**EXERCISE REQUIREMENTS:**
Return unchanged every line of the items from the very first one through the line containing "negative clicks: (361, 123)", with both ends included.

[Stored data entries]
★ ★ ★ ★ ★

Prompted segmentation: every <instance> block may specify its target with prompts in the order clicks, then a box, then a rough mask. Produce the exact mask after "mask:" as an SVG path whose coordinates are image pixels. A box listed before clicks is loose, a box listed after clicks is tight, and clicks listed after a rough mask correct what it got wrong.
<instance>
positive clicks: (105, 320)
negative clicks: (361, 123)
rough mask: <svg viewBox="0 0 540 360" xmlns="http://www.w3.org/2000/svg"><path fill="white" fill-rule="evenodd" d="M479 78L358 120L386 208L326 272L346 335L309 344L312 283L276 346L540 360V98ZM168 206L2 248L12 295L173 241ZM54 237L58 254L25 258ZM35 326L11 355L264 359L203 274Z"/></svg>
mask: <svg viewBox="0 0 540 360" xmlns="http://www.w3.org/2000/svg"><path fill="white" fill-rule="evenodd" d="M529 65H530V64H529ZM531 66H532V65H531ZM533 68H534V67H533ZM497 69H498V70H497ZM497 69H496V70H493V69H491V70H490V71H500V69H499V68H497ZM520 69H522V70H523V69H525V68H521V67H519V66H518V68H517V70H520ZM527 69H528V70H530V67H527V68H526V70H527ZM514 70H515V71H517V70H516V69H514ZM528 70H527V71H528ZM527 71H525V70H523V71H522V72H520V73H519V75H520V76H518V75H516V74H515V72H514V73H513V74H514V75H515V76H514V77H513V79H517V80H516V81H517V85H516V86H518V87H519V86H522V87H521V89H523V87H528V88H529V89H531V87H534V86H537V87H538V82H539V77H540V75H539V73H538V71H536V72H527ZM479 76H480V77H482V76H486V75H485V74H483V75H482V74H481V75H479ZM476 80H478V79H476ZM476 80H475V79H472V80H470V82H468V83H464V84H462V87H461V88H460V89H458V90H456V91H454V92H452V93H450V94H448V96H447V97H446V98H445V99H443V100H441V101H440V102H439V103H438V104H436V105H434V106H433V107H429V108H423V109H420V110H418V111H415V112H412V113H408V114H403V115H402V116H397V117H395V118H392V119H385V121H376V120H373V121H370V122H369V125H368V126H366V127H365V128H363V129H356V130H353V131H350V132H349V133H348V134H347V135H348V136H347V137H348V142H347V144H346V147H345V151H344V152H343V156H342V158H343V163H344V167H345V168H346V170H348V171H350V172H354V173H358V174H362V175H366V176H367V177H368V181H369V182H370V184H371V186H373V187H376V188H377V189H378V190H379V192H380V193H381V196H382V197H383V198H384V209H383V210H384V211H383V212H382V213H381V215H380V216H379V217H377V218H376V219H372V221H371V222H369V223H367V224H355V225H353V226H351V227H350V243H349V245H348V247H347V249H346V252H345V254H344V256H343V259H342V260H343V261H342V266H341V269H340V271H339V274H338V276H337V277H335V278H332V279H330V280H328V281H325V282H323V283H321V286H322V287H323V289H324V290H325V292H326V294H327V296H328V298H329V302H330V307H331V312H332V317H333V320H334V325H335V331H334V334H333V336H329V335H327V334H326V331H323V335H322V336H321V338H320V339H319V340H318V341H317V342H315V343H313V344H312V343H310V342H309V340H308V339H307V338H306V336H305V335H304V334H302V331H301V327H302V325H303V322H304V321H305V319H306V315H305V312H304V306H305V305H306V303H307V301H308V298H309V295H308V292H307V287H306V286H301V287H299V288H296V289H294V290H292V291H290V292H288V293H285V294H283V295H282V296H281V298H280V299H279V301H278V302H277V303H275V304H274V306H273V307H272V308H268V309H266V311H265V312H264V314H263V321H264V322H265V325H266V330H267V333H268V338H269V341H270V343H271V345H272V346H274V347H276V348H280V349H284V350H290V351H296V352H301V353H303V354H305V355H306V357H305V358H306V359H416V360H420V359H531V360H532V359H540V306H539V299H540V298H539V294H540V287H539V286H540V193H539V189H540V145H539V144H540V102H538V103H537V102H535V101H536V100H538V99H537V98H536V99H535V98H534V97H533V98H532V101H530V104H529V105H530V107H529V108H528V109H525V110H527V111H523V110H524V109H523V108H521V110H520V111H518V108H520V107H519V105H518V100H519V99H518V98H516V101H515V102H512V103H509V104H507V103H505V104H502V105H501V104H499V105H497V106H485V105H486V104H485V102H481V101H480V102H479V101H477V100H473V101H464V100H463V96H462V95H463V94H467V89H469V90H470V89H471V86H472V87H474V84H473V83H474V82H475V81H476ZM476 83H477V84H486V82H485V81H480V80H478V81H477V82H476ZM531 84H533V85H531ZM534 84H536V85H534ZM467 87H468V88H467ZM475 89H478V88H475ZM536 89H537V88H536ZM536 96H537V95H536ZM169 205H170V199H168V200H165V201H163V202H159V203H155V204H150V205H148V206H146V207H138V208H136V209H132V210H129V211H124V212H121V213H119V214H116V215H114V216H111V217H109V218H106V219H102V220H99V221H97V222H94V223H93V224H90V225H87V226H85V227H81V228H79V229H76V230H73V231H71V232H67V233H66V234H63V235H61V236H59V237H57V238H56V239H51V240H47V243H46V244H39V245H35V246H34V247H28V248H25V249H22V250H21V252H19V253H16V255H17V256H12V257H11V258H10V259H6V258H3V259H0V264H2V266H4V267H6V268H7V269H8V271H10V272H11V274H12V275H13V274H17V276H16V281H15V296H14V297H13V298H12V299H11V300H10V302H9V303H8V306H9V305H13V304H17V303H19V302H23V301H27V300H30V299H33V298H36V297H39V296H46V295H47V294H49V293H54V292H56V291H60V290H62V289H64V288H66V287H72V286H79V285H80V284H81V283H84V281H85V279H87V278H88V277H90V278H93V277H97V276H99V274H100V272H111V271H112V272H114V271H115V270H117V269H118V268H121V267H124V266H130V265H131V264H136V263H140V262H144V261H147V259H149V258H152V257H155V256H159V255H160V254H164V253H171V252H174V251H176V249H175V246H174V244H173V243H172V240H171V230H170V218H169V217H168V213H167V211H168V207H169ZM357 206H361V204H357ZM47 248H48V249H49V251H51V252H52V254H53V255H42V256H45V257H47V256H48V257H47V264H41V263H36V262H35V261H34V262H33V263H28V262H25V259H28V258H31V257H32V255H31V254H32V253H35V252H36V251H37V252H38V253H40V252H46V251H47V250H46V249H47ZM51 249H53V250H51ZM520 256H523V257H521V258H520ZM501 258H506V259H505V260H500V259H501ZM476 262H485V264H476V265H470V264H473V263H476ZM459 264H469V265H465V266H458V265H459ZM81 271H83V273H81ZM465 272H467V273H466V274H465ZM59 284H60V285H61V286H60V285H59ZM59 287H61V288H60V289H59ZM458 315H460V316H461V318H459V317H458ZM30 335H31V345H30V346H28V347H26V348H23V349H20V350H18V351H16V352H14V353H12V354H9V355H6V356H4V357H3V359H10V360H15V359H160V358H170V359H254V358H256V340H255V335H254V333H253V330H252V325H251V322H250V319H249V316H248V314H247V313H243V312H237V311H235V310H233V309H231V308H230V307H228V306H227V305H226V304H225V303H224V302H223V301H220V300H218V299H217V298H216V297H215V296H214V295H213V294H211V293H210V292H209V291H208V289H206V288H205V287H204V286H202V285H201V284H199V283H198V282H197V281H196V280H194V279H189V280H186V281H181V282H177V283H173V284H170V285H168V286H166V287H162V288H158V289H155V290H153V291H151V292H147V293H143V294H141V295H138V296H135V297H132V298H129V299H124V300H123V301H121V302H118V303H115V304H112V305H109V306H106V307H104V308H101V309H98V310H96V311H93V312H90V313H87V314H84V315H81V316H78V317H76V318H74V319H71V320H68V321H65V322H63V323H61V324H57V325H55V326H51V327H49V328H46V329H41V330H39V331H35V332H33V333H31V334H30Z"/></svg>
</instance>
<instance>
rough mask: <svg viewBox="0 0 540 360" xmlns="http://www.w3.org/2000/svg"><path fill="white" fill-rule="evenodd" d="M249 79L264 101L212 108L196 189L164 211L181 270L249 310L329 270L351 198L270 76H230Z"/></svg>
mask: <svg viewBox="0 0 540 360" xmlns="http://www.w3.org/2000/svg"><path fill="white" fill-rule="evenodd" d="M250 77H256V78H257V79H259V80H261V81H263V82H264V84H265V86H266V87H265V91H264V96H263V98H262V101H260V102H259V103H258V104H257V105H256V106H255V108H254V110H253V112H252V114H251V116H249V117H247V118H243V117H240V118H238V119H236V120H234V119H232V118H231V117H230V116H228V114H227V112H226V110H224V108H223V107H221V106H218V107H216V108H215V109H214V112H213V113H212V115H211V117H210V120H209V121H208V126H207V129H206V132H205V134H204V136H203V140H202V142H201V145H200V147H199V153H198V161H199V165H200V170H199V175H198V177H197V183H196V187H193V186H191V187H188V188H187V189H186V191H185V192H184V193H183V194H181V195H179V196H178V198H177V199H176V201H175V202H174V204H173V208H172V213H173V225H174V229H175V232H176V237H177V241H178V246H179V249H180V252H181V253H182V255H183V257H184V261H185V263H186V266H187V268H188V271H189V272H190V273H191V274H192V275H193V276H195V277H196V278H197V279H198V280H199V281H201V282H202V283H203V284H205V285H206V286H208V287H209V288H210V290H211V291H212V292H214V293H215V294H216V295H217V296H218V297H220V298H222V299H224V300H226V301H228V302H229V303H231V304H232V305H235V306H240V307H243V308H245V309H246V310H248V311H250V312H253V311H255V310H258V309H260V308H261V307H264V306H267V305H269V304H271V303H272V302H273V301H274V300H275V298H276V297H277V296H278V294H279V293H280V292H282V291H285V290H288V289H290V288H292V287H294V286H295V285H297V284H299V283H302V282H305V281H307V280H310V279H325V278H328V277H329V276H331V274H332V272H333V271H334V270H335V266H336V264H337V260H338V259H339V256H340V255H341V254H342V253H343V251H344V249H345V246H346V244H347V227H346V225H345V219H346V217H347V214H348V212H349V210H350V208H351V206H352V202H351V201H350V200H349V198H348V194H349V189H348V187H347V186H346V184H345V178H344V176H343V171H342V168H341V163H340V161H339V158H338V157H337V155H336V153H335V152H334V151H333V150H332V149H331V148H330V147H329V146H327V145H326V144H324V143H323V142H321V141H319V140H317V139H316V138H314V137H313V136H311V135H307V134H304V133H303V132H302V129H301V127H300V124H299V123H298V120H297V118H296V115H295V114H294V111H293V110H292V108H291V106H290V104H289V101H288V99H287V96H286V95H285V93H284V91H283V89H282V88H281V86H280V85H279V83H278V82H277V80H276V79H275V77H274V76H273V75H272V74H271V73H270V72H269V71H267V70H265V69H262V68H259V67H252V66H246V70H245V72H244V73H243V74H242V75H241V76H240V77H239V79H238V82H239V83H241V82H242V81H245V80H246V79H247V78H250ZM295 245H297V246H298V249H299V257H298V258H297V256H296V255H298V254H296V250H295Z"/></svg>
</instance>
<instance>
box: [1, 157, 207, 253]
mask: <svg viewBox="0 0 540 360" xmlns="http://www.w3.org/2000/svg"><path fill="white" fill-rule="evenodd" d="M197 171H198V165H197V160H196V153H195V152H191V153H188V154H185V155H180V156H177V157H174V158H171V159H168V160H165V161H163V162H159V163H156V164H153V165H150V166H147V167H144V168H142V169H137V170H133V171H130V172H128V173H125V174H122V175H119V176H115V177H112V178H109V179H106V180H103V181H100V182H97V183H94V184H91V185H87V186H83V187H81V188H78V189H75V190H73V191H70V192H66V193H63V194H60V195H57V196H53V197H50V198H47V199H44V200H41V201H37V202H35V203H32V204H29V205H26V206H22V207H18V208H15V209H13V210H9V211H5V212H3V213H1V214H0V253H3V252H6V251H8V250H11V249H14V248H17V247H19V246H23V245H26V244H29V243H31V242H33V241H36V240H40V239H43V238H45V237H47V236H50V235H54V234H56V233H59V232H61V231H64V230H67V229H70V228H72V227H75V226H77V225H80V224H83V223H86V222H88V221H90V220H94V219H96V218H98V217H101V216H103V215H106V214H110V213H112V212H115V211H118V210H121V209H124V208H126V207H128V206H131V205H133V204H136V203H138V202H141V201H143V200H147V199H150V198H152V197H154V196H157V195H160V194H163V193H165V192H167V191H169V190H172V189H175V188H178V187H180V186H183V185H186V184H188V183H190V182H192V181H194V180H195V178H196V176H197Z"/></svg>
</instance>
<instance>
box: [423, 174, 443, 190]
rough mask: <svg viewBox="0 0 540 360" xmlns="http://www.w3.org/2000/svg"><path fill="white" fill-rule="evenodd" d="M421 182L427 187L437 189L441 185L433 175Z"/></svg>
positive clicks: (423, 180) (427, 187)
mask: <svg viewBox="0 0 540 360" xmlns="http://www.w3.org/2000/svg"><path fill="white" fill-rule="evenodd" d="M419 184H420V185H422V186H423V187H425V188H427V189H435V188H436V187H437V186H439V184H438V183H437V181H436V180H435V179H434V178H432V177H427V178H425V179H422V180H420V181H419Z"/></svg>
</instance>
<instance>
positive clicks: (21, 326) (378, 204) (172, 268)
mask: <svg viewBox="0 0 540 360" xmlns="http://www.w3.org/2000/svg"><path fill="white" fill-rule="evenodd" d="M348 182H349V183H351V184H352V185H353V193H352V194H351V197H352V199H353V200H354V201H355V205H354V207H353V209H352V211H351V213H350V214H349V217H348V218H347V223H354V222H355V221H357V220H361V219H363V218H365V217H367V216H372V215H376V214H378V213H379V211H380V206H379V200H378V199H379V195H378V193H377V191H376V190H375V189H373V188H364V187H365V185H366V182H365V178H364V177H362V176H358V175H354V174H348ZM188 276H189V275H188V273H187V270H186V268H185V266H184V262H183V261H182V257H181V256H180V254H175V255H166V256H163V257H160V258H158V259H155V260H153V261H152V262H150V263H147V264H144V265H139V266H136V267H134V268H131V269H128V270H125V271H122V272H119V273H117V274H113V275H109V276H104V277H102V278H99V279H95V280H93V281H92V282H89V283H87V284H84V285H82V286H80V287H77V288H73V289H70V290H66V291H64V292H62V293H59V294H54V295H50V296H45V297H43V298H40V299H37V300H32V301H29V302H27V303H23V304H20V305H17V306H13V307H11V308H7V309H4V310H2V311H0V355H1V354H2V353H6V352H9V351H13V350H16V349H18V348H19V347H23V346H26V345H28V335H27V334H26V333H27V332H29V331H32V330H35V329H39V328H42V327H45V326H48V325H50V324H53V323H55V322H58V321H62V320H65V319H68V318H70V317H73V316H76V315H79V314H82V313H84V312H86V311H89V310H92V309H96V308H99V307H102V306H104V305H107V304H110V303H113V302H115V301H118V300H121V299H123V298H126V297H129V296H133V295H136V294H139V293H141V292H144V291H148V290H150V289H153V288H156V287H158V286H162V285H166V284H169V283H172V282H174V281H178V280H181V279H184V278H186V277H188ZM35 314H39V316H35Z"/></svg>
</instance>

★ ★ ★ ★ ★

**EXERCISE RESPONSE:**
Prompted segmentation: every <instance> block may specify its target with prompts in the order clicks, then a box, then a rough mask. Produce the exact mask after "mask:" as an SVG path whose coordinates are image pixels. A box listed before clicks is loose, a box listed after clicks is tight, and clicks listed after a rough mask correct what it got wrong.
<instance>
positive clicks: (105, 320)
negative clicks: (361, 123)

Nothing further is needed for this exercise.